• Extracted information

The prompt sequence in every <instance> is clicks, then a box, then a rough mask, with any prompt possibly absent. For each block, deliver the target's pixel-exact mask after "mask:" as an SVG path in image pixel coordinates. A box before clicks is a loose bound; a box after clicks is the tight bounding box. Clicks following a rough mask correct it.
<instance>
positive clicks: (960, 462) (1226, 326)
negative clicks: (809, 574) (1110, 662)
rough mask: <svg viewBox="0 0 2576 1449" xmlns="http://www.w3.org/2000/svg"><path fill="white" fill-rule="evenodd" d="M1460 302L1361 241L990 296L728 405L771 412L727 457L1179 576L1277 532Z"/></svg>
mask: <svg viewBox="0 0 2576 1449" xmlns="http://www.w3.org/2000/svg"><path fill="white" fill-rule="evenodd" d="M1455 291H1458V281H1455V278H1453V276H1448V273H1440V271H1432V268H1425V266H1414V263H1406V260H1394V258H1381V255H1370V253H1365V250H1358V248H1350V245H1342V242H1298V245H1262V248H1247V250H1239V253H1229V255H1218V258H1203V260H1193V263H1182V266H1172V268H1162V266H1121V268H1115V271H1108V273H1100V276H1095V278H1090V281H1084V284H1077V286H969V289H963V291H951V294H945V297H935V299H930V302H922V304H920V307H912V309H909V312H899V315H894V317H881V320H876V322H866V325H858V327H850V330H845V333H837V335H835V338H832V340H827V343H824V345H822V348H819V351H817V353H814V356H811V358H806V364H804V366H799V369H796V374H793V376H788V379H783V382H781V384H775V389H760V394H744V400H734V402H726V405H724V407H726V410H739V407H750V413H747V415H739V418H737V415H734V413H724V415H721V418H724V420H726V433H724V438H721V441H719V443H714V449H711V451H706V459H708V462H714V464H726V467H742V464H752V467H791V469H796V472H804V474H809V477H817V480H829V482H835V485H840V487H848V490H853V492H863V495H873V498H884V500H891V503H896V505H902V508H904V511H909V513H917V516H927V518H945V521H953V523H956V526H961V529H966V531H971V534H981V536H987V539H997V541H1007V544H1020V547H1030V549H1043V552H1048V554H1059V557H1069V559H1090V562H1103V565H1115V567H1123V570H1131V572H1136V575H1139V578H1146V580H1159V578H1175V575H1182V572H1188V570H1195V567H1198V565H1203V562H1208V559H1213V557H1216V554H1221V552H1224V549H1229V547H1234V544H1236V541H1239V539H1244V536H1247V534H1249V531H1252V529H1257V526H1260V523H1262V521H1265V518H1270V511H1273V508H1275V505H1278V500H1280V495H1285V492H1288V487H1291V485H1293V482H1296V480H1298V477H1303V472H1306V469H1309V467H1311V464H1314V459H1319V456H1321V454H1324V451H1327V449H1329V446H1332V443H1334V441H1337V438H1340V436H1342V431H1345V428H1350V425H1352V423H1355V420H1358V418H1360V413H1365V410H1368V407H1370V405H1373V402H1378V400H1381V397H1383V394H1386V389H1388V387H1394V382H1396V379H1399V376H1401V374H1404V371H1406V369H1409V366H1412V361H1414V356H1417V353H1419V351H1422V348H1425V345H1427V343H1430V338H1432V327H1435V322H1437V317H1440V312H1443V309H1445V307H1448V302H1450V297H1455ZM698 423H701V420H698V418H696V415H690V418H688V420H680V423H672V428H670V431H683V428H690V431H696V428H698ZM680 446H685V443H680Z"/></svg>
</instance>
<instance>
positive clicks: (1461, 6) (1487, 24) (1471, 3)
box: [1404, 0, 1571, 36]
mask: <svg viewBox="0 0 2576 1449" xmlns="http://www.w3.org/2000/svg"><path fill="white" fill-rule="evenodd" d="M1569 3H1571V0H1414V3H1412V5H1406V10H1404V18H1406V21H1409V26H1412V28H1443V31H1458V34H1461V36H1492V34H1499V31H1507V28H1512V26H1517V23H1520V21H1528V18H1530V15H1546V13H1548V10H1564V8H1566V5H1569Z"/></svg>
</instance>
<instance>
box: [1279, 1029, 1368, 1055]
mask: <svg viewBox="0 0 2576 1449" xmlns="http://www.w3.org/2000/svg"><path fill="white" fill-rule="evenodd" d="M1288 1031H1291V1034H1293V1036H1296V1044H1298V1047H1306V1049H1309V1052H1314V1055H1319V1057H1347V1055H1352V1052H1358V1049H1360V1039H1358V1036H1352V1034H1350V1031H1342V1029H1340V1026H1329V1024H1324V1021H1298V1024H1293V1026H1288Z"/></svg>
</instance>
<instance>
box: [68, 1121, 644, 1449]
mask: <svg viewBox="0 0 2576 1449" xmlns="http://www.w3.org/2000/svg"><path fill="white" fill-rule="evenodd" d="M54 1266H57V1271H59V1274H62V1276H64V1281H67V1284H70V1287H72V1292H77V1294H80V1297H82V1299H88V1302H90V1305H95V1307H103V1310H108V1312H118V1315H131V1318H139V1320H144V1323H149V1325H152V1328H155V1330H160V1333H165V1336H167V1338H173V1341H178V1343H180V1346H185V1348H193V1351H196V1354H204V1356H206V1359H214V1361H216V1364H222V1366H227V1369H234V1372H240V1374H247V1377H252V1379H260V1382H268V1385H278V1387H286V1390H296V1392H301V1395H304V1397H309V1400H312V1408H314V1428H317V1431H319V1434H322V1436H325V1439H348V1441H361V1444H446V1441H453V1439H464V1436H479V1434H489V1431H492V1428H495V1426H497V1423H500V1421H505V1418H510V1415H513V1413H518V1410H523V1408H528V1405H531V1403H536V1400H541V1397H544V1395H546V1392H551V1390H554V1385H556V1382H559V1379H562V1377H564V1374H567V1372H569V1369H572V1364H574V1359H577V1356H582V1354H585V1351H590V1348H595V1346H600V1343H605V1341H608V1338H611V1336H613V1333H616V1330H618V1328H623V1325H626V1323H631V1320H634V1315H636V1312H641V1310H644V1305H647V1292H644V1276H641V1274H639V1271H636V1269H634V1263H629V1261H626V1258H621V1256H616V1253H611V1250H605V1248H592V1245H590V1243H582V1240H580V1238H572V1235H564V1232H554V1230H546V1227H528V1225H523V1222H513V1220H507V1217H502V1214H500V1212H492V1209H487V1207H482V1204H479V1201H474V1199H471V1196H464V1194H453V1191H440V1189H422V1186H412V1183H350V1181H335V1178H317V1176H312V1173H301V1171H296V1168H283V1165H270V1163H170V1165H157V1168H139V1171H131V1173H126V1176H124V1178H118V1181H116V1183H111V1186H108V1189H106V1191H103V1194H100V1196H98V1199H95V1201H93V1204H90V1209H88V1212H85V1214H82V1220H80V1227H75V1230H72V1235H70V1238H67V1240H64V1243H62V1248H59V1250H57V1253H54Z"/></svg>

• Aim of the exercise
Transcribe all of the data exactly, leaving no line out.

• Reply to the task
The prompt sequence in every <instance> is clicks, then a box, then a rough mask, with any prompt possibly absent. For each block, deliver the target's pixel-exact mask after "mask:" as an SVG path in image pixel coordinates. A box before clicks is a loose bound; a box after clicks is the tight bounding box. Clicks following a rough mask correct it.
<instance>
positive clicks: (960, 462) (1226, 326)
negative clicks: (809, 574) (1110, 662)
rough mask: <svg viewBox="0 0 2576 1449" xmlns="http://www.w3.org/2000/svg"><path fill="white" fill-rule="evenodd" d="M1460 302L1361 241L990 296L728 405L771 412L727 457L1179 576L1277 532Z"/></svg>
mask: <svg viewBox="0 0 2576 1449" xmlns="http://www.w3.org/2000/svg"><path fill="white" fill-rule="evenodd" d="M1455 291H1458V281H1455V278H1453V276H1448V273H1440V271H1432V268H1425V266H1414V263H1406V260H1394V258H1381V255H1370V253H1365V250H1358V248H1350V245H1342V242H1298V245H1262V248H1247V250H1239V253H1229V255H1218V258H1203V260H1193V263H1182V266H1172V268H1162V266H1121V268H1115V271H1108V273H1100V276H1095V278H1090V281H1084V284H1077V286H969V289H963V291H951V294H945V297H935V299H930V302H922V304H920V307H912V309H909V312H899V315H894V317H881V320H876V322H866V325H858V327H850V330H845V333H837V335H835V338H832V340H827V343H824V345H822V348H819V351H817V353H814V356H811V358H806V364H804V366H799V369H796V374H793V376H788V379H783V382H781V384H775V389H760V394H744V400H734V402H726V405H724V407H726V410H739V407H750V413H747V415H739V418H737V415H734V413H724V415H721V418H724V420H726V433H724V438H721V441H719V443H714V449H711V451H706V459H708V462H714V464H726V467H742V464H752V467H791V469H796V472H804V474H809V477H817V480H829V482H835V485H840V487H848V490H853V492H863V495H873V498H884V500H891V503H896V505H902V508H904V511H909V513H917V516H927V518H945V521H953V523H956V526H961V529H966V531H971V534H981V536H987V539H997V541H1007V544H1020V547H1030V549H1043V552H1048V554H1059V557H1069V559H1090V562H1103V565H1115V567H1123V570H1131V572H1136V575H1139V578H1146V580H1159V578H1175V575H1182V572H1188V570H1195V567H1198V565H1203V562H1208V559H1213V557H1216V554H1221V552H1224V549H1229V547H1234V544H1236V541H1239V539H1244V536H1247V534H1249V531H1252V529H1257V526H1260V523H1262V521H1265V518H1270V511H1273V508H1275V505H1278V500H1280V495H1285V492H1288V487H1291V485H1293V482H1296V480H1298V477H1303V472H1306V469H1309V467H1311V464H1314V459H1319V456H1321V454H1324V451H1327V449H1329V446H1332V443H1334V441H1337V438H1340V436H1342V431H1345V428H1350V425H1352V423H1355V420H1358V418H1360V413H1365V410H1368V407H1370V405H1373V402H1378V400H1381V397H1383V394H1386V389H1388V387H1394V382H1396V379H1399V376H1401V374H1404V371H1406V369H1409V366H1412V361H1414V356H1417V353H1419V351H1422V348H1425V345H1427V343H1430V338H1432V327H1435V322H1437V317H1440V312H1443V309H1445V307H1448V302H1450V297H1455ZM698 423H701V420H698V418H696V415H690V418H688V420H680V423H672V428H670V431H683V428H690V431H696V428H698ZM680 446H685V443H680Z"/></svg>
</instance>
<instance>
positive clicks: (1461, 6) (1487, 24) (1471, 3)
box: [1404, 0, 1571, 36]
mask: <svg viewBox="0 0 2576 1449" xmlns="http://www.w3.org/2000/svg"><path fill="white" fill-rule="evenodd" d="M1569 3H1571V0H1414V3H1412V5H1406V10H1404V18H1406V21H1409V26H1412V28H1443V31H1458V34H1461V36H1492V34H1499V31H1507V28H1512V26H1517V23H1520V21H1528V18H1530V15H1546V13H1548V10H1564V8H1566V5H1569Z"/></svg>
</instance>
<instance>
box: [1279, 1029, 1368, 1055]
mask: <svg viewBox="0 0 2576 1449" xmlns="http://www.w3.org/2000/svg"><path fill="white" fill-rule="evenodd" d="M1288 1031H1291V1034H1293V1036H1296V1044H1298V1047H1306V1049H1309V1052H1314V1055H1319V1057H1347V1055H1352V1052H1358V1049H1360V1039H1358V1036H1352V1034H1350V1031H1342V1029H1340V1026H1329V1024H1324V1021H1298V1024H1293V1026H1288Z"/></svg>
</instance>
<instance>
box: [68, 1121, 644, 1449]
mask: <svg viewBox="0 0 2576 1449" xmlns="http://www.w3.org/2000/svg"><path fill="white" fill-rule="evenodd" d="M54 1266H57V1271H59V1274H62V1276H64V1281H67V1284H70V1287H72V1292H77V1294H80V1297H82V1299H88V1302H90V1305H95V1307H103V1310H108V1312H118V1315H131V1318H139V1320H144V1323H149V1325H152V1328H155V1330H160V1333H165V1336H167V1338H173V1341H178V1343H180V1346H185V1348H193V1351H196V1354H204V1356H206V1359H214V1361H216V1364H222V1366H227V1369H234V1372H240V1374H247V1377H252V1379H260V1382H268V1385H278V1387H286V1390H296V1392H301V1395H304V1397H309V1400H312V1408H314V1428H317V1431H319V1434H322V1436H325V1439H348V1441H361V1444H446V1441H453V1439H464V1436H479V1434H489V1431H492V1428H495V1426H497V1423H500V1421H505V1418H510V1415H513V1413H518V1410H523V1408H528V1405H531V1403H536V1400H541V1397H544V1395H546V1392H551V1390H554V1385H556V1382H559V1379H562V1377H564V1374H567V1372H569V1369H572V1364H574V1359H577V1356H582V1354H585V1351H590V1348H595V1346H600V1343H605V1341H608V1338H611V1336H613V1333H616V1330H618V1328H623V1325H626V1323H631V1320H634V1315H636V1312H641V1310H644V1305H647V1292H644V1276H641V1274H639V1271H636V1269H634V1263H629V1261H626V1258H621V1256H616V1253H611V1250H605V1248H592V1245H590V1243H582V1240H580V1238H572V1235H564V1232H554V1230H546V1227H528V1225H523V1222H513V1220H507V1217H502V1214H500V1212H492V1209H487V1207H482V1204H479V1201H474V1199H471V1196H464V1194H453V1191H440V1189H422V1186H412V1183H350V1181H335V1178H317V1176H312V1173H301V1171H296V1168H283V1165H270V1163H170V1165H157V1168H139V1171H131V1173H126V1176H124V1178H118V1181H116V1183H111V1186H108V1189H106V1191H103V1194H100V1196H98V1199H95V1201H93V1204H90V1209H88V1212H85V1214H82V1220H80V1227H75V1230H72V1235H70V1238H67V1240H64V1243H62V1248H59V1250H57V1253H54Z"/></svg>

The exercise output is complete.